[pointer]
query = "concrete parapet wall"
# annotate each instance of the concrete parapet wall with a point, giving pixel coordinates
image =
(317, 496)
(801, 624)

--

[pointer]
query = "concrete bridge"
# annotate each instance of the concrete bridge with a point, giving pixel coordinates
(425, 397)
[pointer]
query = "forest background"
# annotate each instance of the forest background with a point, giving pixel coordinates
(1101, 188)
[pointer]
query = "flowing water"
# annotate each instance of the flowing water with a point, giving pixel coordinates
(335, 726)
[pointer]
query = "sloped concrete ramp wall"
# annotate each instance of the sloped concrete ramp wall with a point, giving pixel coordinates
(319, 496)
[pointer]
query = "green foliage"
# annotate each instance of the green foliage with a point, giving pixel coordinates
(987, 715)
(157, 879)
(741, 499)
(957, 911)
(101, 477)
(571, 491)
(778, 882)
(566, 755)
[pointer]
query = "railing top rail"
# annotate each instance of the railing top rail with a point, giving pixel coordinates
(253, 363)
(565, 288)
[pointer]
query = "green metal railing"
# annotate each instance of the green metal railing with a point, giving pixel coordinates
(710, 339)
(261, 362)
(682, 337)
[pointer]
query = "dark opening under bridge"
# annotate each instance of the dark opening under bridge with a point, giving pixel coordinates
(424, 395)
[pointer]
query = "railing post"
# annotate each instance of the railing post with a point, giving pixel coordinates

- [TASK DESCRIPTION]: Please pull out every line in the records above that contains the string "query", copying each one in full.

- [FINISHED ANSWER]:
query = "concrete parapet wall"
query = "concrete bridge"
query = "forest background"
query = "flowing water"
query = "sloped concrete ramp wall"
query = "green foliage"
query = "railing top rail"
query = "green metal railing"
query = "dark opening under bridge"
query = "railing post"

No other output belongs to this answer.